→ **Problem to solve**:
Reproduce every line of the data below without changes, leaving out the pictures.

→ **Record extracts**:

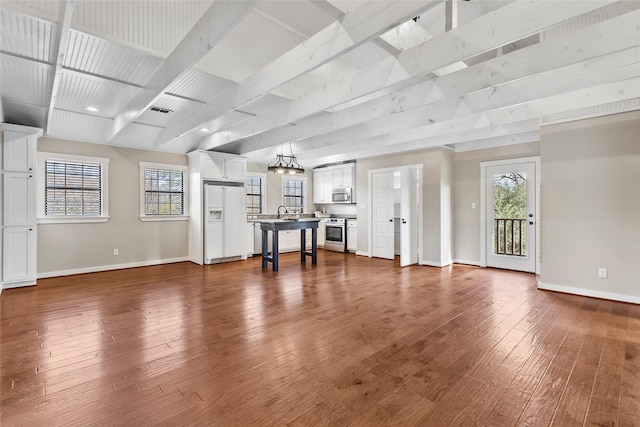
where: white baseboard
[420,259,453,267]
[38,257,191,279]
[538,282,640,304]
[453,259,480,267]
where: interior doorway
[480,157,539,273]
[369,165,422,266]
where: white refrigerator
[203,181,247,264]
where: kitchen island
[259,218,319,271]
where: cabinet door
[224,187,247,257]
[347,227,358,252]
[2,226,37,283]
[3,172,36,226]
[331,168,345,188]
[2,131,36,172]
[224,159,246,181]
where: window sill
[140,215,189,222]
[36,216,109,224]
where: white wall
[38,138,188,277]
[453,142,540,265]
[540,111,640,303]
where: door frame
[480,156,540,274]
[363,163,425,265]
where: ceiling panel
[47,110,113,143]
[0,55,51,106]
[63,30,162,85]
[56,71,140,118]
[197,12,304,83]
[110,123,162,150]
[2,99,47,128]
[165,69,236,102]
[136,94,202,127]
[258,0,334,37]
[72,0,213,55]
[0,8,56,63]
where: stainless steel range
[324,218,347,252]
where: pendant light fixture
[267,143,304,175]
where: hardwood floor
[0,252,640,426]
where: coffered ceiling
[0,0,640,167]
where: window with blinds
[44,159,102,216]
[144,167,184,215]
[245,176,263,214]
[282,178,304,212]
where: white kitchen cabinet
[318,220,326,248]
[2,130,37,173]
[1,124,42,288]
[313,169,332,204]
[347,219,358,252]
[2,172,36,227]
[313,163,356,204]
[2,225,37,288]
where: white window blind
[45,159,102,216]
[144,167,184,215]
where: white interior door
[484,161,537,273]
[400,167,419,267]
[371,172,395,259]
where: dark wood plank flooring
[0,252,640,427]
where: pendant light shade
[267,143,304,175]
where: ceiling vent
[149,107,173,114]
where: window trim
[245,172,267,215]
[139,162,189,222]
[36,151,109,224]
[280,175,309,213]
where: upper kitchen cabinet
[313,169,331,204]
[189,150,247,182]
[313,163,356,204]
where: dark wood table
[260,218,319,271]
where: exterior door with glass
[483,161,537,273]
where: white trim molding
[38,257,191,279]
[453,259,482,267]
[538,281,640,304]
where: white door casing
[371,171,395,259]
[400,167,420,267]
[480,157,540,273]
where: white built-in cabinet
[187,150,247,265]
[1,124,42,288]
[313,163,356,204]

→ **Response for this exercise**:
where: white baseboard
[420,259,453,267]
[38,257,191,279]
[538,282,640,304]
[453,259,480,267]
where: interior doorway
[480,157,539,273]
[369,165,422,266]
where: white refrigerator
[203,181,247,264]
where: kitchen island
[259,218,319,271]
where: cabinet door
[224,187,247,257]
[347,227,358,252]
[2,226,37,283]
[3,172,36,226]
[331,168,345,188]
[2,131,36,172]
[224,159,246,181]
where: window sill
[140,215,189,222]
[36,216,109,224]
where: white wall
[38,138,188,277]
[453,142,540,265]
[540,111,640,303]
where: door frame
[480,156,540,274]
[363,163,425,265]
where: ceiling panel
[47,110,113,143]
[0,55,51,106]
[63,30,162,85]
[56,71,140,118]
[197,12,304,83]
[110,123,162,150]
[2,99,47,128]
[165,69,236,102]
[136,94,202,127]
[258,0,334,37]
[72,0,213,55]
[0,8,56,63]
where: stainless steel range
[324,218,347,252]
where: pendant light fixture
[267,143,304,175]
where: hardwood floor
[0,252,640,426]
where: coffered ceiling
[0,0,640,167]
where: window with blinds
[44,159,102,216]
[144,167,184,215]
[245,176,263,214]
[282,178,304,212]
where: white kitchen cabinet
[318,220,326,248]
[2,130,37,173]
[1,124,42,288]
[313,169,332,204]
[347,219,358,252]
[2,172,36,227]
[313,163,356,204]
[2,225,37,288]
where: white window blind
[45,159,102,216]
[144,167,184,215]
where: white interior door
[484,161,537,273]
[400,167,419,267]
[371,172,395,259]
where: dark wood plank flooring
[0,252,640,427]
where: pendant light shade
[267,143,304,175]
where: ceiling vent
[149,107,173,114]
where: window trim
[245,172,267,215]
[139,162,189,222]
[36,151,109,224]
[280,175,309,213]
where: upper kitchen cabinet
[313,169,331,204]
[189,150,247,182]
[313,163,356,204]
where: dark wood table
[260,218,319,271]
where: exterior door with glass
[483,161,537,273]
where: white trim molding
[38,257,191,279]
[453,259,482,267]
[538,281,640,304]
where: white door casing
[371,171,395,259]
[400,167,420,267]
[480,157,540,273]
where: white built-in cabinet
[187,150,247,265]
[1,124,42,288]
[313,163,356,204]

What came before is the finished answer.